[Source information]

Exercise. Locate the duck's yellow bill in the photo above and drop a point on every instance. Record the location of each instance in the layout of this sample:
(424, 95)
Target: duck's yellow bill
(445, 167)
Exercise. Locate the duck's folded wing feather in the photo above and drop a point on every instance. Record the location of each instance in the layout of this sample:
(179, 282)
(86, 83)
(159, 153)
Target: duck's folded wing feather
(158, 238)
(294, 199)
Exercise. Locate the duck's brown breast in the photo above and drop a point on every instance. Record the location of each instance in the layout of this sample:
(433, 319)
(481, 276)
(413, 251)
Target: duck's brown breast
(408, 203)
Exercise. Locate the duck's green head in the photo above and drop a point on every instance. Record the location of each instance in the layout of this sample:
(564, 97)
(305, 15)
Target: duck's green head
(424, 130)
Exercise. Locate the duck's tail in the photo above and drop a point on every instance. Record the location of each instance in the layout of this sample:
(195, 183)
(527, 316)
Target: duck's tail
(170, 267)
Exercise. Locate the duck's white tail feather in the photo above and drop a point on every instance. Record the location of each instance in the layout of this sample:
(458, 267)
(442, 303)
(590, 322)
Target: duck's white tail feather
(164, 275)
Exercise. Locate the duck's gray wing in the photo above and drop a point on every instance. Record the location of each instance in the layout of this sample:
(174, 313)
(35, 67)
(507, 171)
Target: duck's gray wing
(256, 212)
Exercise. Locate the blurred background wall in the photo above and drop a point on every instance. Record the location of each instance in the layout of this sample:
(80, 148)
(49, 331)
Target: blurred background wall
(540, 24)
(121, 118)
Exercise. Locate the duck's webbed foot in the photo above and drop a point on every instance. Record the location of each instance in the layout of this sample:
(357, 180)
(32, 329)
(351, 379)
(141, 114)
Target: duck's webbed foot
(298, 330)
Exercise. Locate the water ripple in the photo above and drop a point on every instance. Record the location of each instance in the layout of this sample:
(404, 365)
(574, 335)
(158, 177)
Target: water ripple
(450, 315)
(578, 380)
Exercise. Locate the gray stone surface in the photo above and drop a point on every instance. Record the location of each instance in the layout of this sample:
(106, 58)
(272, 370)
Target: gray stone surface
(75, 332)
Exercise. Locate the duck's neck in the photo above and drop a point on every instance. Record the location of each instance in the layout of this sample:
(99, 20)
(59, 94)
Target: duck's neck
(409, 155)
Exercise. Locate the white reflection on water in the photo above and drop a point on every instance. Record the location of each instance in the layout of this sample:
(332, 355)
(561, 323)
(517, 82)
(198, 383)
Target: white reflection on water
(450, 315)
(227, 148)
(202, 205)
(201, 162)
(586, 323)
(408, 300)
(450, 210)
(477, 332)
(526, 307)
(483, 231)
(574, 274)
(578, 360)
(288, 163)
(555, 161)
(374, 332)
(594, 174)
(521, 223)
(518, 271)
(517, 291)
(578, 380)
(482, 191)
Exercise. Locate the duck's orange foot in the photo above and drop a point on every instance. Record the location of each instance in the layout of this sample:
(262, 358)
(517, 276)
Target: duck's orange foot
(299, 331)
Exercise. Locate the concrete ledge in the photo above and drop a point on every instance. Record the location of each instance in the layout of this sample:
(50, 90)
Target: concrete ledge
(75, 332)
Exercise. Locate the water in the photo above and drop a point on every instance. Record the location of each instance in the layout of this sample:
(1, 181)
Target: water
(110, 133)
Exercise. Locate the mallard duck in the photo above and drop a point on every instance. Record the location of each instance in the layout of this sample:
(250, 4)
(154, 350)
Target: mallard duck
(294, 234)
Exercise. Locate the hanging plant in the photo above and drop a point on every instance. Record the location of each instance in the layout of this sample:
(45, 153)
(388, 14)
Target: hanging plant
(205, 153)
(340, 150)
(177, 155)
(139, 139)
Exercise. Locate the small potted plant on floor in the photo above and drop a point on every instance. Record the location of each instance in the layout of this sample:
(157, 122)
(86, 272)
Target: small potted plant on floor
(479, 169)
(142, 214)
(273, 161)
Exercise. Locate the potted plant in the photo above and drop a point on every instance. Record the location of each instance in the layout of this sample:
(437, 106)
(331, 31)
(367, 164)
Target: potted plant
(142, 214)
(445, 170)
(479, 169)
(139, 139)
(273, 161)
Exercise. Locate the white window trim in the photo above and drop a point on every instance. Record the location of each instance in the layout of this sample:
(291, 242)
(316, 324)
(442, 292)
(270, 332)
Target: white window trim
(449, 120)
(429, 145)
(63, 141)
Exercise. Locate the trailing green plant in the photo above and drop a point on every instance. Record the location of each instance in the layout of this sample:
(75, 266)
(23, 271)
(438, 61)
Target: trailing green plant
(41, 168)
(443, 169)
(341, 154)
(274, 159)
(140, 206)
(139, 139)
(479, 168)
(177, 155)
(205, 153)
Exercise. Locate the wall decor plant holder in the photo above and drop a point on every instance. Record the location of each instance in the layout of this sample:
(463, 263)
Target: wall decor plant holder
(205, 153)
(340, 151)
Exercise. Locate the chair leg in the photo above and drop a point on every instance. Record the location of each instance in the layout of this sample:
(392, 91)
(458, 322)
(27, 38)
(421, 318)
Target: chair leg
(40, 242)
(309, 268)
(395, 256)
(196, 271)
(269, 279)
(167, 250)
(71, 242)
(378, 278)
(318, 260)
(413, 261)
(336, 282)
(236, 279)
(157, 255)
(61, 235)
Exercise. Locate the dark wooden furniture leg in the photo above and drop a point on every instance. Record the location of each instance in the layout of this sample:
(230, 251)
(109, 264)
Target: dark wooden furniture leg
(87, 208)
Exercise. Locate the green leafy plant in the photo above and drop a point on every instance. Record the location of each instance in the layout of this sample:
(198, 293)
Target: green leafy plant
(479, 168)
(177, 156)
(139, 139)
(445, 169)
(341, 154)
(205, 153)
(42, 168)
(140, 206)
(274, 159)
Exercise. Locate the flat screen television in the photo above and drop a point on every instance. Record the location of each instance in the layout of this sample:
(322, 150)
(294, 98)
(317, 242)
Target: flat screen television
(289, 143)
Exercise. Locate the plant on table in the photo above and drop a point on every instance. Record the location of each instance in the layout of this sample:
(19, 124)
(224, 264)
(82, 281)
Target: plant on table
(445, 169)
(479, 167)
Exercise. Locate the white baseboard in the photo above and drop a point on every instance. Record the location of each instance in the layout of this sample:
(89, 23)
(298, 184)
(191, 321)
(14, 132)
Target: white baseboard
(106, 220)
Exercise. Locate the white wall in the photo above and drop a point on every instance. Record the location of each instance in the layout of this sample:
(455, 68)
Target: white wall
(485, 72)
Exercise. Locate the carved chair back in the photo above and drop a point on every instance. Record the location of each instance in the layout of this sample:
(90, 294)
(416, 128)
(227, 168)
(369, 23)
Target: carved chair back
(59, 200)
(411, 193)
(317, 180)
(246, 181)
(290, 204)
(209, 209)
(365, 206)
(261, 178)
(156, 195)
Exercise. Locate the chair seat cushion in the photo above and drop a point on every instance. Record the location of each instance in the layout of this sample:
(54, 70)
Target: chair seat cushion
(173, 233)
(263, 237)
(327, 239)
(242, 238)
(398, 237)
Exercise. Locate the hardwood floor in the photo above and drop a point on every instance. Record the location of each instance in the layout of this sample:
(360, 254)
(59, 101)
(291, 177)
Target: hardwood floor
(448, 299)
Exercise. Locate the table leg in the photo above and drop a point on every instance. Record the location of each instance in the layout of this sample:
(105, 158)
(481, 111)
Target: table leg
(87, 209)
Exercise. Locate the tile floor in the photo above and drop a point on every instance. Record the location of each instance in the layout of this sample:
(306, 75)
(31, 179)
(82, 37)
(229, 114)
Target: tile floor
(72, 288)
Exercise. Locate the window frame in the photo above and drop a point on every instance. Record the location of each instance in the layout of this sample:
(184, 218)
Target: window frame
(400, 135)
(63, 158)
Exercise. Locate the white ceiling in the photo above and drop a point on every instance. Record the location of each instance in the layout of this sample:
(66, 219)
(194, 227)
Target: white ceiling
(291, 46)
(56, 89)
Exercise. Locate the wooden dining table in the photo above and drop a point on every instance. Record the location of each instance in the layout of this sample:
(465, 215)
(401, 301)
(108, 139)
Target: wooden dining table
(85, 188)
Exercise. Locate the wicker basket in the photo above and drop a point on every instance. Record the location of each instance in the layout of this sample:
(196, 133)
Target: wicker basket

[/Source information]

■ Your assignment: The required output is the number of lines in the records that contain the word "wicker", with nothing added.

■ Answer section: 2